Begin

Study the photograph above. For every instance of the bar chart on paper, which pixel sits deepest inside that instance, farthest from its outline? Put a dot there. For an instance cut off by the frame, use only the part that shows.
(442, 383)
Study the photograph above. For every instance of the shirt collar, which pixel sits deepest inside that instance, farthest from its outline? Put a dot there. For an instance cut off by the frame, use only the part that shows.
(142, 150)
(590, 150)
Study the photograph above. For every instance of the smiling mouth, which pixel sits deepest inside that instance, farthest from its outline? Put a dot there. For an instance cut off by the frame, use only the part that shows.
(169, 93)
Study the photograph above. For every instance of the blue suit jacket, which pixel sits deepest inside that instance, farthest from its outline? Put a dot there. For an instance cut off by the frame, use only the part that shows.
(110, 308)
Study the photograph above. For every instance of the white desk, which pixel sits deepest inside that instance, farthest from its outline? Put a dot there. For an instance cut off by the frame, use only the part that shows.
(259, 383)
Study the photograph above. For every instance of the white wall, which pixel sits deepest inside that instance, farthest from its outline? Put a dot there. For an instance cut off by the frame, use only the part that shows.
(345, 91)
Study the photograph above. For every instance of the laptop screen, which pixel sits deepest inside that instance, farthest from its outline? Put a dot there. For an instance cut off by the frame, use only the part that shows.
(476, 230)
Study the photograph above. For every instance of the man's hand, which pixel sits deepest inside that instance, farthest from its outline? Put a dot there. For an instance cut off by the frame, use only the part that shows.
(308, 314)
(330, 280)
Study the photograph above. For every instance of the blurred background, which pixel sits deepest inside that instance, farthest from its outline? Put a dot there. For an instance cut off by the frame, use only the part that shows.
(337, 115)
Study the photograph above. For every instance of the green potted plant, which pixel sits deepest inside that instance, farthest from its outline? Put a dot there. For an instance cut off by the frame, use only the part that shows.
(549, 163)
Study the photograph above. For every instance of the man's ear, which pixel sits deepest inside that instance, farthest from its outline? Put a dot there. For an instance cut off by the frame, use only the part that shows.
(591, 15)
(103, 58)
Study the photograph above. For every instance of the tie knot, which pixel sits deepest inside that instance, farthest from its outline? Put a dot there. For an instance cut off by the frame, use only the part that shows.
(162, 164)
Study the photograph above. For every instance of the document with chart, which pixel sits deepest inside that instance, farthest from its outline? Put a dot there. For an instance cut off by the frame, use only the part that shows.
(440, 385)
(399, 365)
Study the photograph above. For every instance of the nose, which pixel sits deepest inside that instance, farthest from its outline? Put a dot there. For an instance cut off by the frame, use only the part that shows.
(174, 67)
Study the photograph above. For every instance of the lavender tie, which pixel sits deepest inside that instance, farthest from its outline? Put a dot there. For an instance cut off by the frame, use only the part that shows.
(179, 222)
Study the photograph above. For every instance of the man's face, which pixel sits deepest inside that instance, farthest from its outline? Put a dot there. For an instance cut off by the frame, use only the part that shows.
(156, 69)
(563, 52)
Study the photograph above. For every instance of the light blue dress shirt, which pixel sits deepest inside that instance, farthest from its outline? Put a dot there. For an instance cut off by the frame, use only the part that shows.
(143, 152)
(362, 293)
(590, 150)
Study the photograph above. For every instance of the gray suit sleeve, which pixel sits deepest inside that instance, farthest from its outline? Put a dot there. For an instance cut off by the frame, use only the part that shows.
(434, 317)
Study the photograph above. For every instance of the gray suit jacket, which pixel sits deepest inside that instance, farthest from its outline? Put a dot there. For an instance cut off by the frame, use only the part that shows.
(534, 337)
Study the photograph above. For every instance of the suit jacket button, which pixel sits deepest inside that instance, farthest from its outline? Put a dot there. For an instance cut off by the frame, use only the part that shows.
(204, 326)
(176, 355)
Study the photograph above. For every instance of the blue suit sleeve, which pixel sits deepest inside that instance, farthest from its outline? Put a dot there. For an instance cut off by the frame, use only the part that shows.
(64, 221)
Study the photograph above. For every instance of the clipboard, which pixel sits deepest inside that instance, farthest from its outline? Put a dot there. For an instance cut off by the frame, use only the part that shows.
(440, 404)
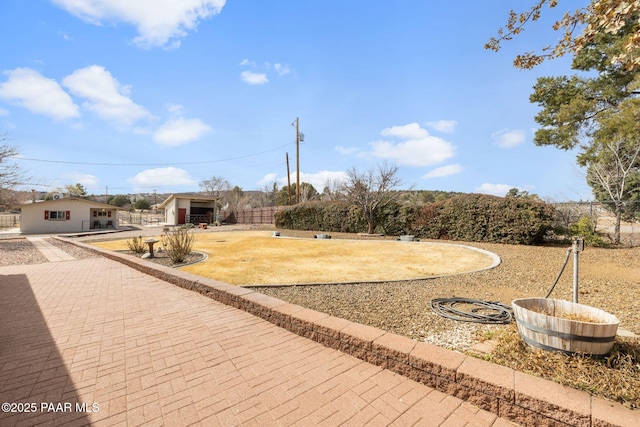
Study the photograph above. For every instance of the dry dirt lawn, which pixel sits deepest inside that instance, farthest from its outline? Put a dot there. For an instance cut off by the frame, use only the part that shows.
(608, 279)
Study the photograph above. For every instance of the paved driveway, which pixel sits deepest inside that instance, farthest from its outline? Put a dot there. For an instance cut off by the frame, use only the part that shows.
(95, 342)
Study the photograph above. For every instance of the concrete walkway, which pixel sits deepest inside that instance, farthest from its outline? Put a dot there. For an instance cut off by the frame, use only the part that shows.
(94, 342)
(51, 252)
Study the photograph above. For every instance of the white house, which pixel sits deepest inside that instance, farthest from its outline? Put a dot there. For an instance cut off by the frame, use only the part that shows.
(67, 215)
(183, 209)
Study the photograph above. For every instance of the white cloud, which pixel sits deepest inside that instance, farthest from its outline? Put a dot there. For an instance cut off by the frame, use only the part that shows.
(445, 126)
(175, 109)
(319, 179)
(180, 131)
(443, 171)
(38, 94)
(282, 69)
(508, 138)
(346, 150)
(82, 178)
(158, 22)
(104, 95)
(415, 148)
(160, 177)
(254, 78)
(268, 179)
(494, 189)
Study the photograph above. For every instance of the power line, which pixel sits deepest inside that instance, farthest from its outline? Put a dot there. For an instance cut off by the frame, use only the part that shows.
(149, 164)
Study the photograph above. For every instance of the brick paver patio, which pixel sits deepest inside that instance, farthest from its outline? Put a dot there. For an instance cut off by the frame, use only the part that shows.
(96, 342)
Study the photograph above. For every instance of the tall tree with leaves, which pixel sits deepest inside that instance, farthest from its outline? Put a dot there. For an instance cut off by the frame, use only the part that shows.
(613, 161)
(578, 28)
(596, 112)
(371, 190)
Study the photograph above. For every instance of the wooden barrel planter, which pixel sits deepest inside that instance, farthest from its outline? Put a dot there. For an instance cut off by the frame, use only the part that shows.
(558, 325)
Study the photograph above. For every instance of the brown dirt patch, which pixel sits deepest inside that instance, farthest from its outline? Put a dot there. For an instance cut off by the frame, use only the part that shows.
(256, 257)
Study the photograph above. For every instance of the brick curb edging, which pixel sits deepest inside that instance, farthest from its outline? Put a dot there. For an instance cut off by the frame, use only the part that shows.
(510, 394)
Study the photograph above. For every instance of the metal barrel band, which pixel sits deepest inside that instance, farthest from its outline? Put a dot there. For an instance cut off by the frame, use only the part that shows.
(565, 336)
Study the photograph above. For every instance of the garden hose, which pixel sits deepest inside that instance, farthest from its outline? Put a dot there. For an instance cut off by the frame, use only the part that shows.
(484, 312)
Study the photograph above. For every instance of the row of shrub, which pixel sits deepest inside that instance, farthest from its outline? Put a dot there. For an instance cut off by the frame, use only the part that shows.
(469, 217)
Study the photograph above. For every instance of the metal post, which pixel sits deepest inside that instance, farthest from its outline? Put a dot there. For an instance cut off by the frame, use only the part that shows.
(577, 246)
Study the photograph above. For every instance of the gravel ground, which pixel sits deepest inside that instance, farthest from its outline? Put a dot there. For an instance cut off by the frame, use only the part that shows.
(609, 279)
(19, 251)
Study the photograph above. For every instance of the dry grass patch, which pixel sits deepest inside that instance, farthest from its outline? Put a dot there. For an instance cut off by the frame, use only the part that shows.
(615, 376)
(256, 257)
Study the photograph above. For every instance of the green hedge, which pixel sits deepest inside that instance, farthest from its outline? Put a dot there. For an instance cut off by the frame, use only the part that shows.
(470, 217)
(483, 218)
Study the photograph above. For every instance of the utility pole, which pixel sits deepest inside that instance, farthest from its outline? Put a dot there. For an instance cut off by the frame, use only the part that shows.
(297, 162)
(299, 139)
(288, 180)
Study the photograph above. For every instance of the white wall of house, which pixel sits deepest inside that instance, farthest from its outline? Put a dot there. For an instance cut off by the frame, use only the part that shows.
(171, 212)
(174, 204)
(65, 216)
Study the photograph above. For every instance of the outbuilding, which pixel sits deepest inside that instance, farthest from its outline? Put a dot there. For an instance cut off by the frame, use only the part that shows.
(67, 215)
(180, 209)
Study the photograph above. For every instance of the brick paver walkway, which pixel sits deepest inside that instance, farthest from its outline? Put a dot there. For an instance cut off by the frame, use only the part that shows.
(95, 342)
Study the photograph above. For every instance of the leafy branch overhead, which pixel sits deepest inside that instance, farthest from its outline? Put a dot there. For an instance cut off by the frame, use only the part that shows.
(578, 28)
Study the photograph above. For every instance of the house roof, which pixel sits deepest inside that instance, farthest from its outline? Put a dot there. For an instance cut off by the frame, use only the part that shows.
(65, 201)
(177, 196)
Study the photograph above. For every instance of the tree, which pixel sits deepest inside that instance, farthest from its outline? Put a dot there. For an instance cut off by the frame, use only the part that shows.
(10, 174)
(215, 187)
(77, 190)
(236, 199)
(598, 17)
(596, 113)
(119, 200)
(371, 190)
(613, 161)
(266, 196)
(142, 204)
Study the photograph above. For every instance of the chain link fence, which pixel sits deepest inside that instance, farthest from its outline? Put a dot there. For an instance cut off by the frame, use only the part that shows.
(602, 217)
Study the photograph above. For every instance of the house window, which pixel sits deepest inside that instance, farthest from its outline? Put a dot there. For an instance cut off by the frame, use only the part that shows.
(57, 215)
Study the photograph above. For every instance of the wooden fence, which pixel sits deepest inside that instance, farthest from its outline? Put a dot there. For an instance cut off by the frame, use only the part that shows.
(251, 216)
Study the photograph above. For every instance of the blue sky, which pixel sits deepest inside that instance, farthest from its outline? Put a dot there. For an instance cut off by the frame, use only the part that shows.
(145, 95)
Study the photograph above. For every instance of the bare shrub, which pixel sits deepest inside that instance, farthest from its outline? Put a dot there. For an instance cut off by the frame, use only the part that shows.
(180, 243)
(136, 245)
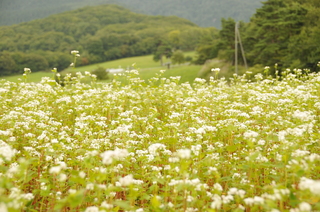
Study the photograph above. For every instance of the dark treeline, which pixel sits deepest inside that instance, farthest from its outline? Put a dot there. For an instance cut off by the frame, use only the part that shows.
(100, 33)
(283, 32)
(204, 13)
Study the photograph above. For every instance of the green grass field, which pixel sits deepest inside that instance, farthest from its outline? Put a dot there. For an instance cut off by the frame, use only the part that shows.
(145, 64)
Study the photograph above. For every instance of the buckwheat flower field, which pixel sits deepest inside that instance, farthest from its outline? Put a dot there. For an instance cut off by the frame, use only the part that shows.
(161, 145)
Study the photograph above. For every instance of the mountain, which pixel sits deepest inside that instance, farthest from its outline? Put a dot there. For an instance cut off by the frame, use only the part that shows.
(100, 33)
(202, 12)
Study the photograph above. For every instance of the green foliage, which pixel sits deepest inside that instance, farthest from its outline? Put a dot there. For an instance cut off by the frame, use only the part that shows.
(178, 57)
(100, 33)
(7, 64)
(162, 145)
(101, 73)
(204, 13)
(283, 32)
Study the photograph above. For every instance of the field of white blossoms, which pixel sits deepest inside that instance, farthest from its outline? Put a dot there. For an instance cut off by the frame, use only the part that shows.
(161, 145)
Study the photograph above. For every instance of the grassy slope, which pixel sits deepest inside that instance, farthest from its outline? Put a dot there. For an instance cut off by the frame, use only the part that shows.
(145, 64)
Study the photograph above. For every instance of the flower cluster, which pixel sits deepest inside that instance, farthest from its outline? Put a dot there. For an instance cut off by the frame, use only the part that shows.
(161, 146)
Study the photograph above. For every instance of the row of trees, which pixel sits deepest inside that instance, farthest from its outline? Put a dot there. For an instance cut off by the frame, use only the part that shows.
(17, 11)
(100, 33)
(285, 32)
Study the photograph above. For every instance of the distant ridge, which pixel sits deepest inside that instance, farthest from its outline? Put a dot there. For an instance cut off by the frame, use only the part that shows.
(202, 12)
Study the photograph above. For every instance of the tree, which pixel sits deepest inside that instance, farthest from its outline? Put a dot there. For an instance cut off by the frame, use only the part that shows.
(163, 50)
(7, 64)
(227, 41)
(177, 57)
(272, 27)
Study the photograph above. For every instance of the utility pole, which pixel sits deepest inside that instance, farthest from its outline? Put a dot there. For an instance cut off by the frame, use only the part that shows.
(237, 37)
(236, 47)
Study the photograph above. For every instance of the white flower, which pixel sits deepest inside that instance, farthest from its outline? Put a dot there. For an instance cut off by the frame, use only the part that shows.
(126, 181)
(184, 153)
(117, 154)
(92, 209)
(3, 207)
(304, 207)
(6, 151)
(312, 185)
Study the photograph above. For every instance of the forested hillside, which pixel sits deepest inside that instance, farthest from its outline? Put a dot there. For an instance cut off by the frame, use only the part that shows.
(202, 12)
(282, 32)
(100, 33)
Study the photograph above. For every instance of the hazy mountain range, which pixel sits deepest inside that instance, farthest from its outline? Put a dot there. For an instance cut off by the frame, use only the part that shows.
(202, 12)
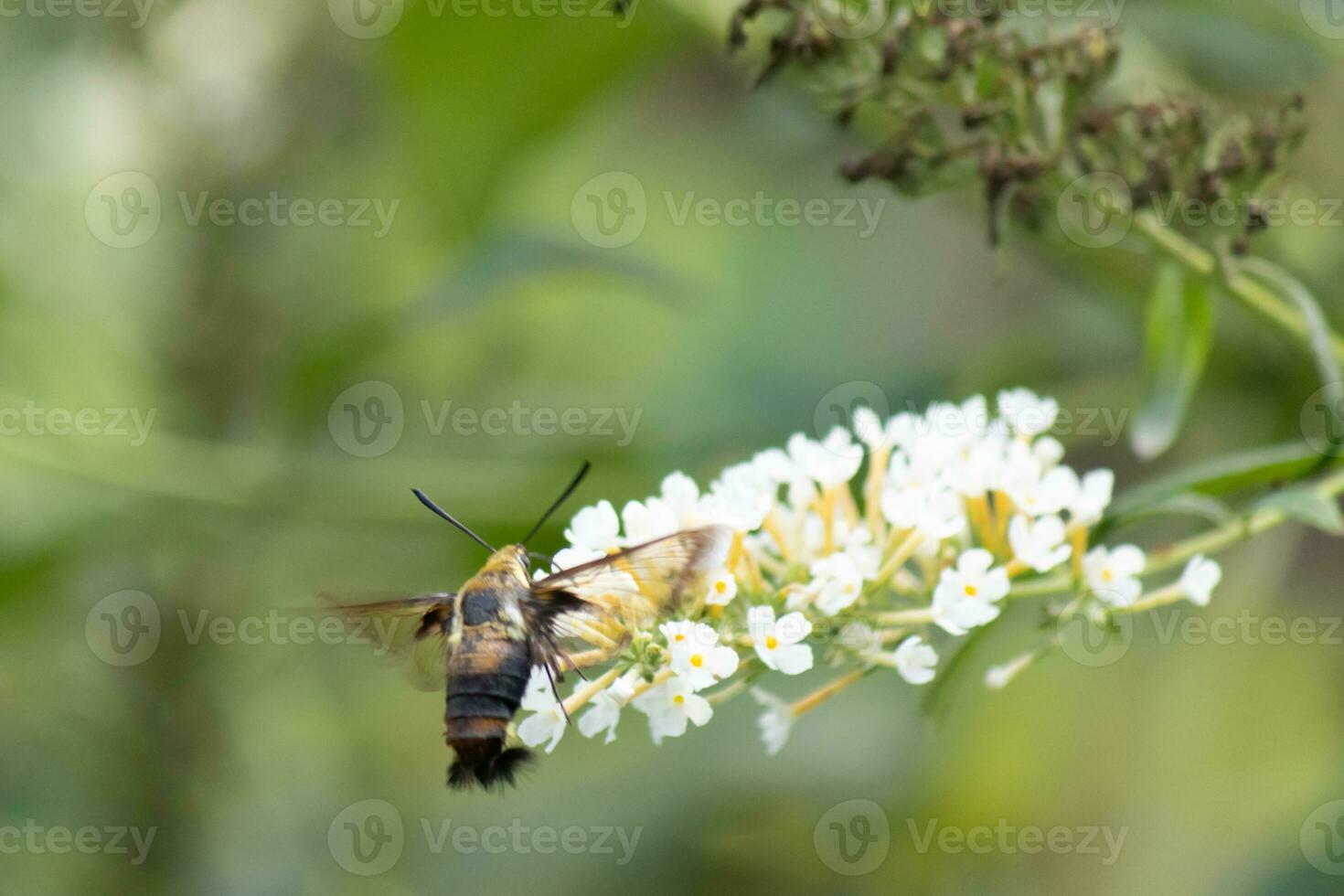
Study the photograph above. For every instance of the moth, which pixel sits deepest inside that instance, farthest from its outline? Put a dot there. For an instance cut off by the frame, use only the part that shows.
(488, 635)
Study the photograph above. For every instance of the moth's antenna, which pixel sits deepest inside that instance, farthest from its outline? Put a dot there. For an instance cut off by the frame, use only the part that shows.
(440, 511)
(568, 492)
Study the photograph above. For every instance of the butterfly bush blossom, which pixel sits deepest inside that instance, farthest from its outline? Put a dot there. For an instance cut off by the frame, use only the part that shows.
(826, 567)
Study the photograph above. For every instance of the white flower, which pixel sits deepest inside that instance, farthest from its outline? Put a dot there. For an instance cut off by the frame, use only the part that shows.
(837, 583)
(935, 513)
(740, 498)
(1049, 452)
(869, 427)
(832, 461)
(1092, 497)
(966, 597)
(998, 677)
(777, 643)
(549, 721)
(594, 528)
(605, 710)
(1040, 543)
(1027, 412)
(722, 589)
(683, 496)
(569, 558)
(669, 706)
(915, 661)
(1047, 495)
(697, 653)
(775, 721)
(1113, 574)
(1199, 579)
(646, 521)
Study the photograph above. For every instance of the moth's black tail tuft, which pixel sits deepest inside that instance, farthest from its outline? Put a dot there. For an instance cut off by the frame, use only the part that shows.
(494, 774)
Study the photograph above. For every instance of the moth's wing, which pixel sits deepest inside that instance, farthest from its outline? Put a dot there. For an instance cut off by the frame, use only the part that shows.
(414, 629)
(638, 583)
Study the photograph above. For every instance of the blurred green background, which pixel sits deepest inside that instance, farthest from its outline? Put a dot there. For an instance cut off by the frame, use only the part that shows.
(246, 498)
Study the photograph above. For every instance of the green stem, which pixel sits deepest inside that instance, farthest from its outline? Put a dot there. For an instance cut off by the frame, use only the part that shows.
(1176, 554)
(1253, 293)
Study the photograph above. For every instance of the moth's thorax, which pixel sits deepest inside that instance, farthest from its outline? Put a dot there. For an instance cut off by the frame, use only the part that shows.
(492, 600)
(508, 561)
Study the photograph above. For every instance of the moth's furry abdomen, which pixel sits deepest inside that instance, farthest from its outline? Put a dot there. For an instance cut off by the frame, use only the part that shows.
(496, 773)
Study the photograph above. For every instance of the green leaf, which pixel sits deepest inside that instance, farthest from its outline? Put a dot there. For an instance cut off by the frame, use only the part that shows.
(951, 677)
(1175, 504)
(1307, 507)
(1229, 473)
(1180, 326)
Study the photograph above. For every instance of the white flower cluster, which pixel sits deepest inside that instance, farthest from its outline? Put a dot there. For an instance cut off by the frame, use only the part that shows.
(955, 506)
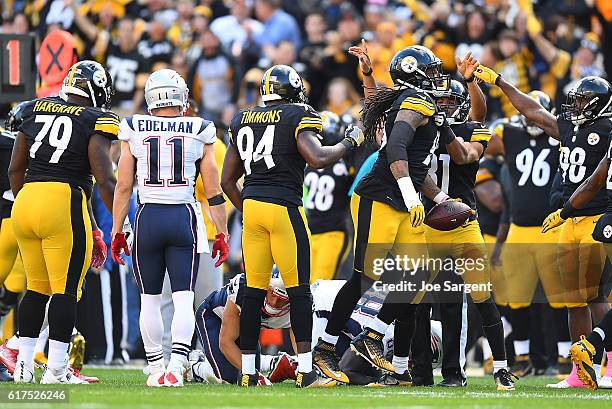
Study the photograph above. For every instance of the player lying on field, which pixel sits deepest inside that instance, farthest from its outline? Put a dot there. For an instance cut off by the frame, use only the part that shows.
(218, 326)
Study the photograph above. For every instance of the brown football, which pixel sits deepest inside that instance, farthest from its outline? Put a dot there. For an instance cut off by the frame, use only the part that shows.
(448, 215)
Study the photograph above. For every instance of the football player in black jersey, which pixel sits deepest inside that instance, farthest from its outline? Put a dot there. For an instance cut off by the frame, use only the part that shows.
(583, 129)
(326, 202)
(61, 144)
(271, 145)
(532, 159)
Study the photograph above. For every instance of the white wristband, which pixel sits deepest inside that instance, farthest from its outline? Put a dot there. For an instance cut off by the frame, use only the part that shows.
(441, 197)
(409, 195)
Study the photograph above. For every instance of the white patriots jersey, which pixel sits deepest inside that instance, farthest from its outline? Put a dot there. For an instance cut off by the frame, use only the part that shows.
(167, 151)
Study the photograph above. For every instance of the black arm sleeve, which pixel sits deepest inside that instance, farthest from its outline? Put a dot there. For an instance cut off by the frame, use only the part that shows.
(400, 139)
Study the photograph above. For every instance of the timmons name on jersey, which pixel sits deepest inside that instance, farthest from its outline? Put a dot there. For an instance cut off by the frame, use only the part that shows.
(57, 108)
(147, 125)
(261, 117)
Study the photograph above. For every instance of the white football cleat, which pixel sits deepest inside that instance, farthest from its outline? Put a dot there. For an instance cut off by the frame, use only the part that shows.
(67, 378)
(23, 373)
(562, 385)
(605, 382)
(173, 377)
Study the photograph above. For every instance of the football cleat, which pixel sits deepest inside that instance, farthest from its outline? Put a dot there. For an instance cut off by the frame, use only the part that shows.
(605, 382)
(581, 353)
(522, 366)
(394, 379)
(83, 377)
(504, 381)
(324, 357)
(173, 378)
(4, 375)
(8, 357)
(76, 351)
(248, 380)
(368, 345)
(51, 377)
(313, 379)
(23, 373)
(282, 367)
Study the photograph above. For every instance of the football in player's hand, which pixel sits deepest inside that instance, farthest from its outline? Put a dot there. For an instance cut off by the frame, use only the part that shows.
(448, 215)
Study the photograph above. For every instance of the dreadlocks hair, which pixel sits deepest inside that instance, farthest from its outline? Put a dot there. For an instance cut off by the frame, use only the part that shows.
(375, 108)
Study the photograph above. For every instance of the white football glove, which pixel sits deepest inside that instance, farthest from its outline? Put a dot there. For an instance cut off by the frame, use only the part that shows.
(354, 134)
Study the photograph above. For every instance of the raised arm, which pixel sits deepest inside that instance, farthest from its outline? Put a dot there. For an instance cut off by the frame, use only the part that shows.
(521, 101)
(466, 67)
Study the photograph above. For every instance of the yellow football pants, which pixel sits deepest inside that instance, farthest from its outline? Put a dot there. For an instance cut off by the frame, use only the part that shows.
(329, 251)
(53, 229)
(380, 229)
(528, 256)
(581, 260)
(275, 234)
(463, 243)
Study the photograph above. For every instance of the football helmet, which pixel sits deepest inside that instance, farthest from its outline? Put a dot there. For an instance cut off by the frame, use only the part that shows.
(166, 88)
(282, 82)
(330, 135)
(15, 117)
(455, 103)
(588, 100)
(546, 103)
(418, 67)
(91, 80)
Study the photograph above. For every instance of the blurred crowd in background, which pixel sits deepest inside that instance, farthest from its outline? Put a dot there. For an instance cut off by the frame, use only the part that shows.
(222, 47)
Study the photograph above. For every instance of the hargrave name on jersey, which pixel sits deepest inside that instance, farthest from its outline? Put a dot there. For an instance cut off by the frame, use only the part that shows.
(147, 125)
(261, 117)
(48, 106)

End

**Job:**
From the line containing "Study the photograph above. For every instance of the yellow" through the closing line of the material above, return every line exactly and omit all others.

**Reply to the exercise:**
Study the photograph above. For every instance of the yellow football pants, which pixel sits deepest inside that instance, farthest from its outline? Put a dot there. For an instance cut off by the frame, use only the part that shows.
(329, 251)
(53, 229)
(380, 229)
(528, 256)
(581, 260)
(275, 234)
(463, 243)
Study the photograph above. For every instance of the football helmet, which pixel sits deepest inside that instance, farthest from its outline? Put a dot there. For an instance cut off by the frame, use only the part that shows.
(166, 88)
(282, 82)
(330, 135)
(15, 117)
(455, 103)
(588, 100)
(546, 103)
(418, 67)
(91, 80)
Study the photograph above. For every instance of the blurred crowd in background, which pixel sits deepest inside that instance, farthest from its outline? Put a dot there. For an instance cut off by the frame, use only the part that shows.
(222, 47)
Study the photograph above. For every instance of the hargrave name on jersey, which pixel sits deepest inside that instance, farthest from its outline? Put a dot there. For an instance cut off by the frame, use only the part that shows.
(147, 125)
(261, 117)
(48, 106)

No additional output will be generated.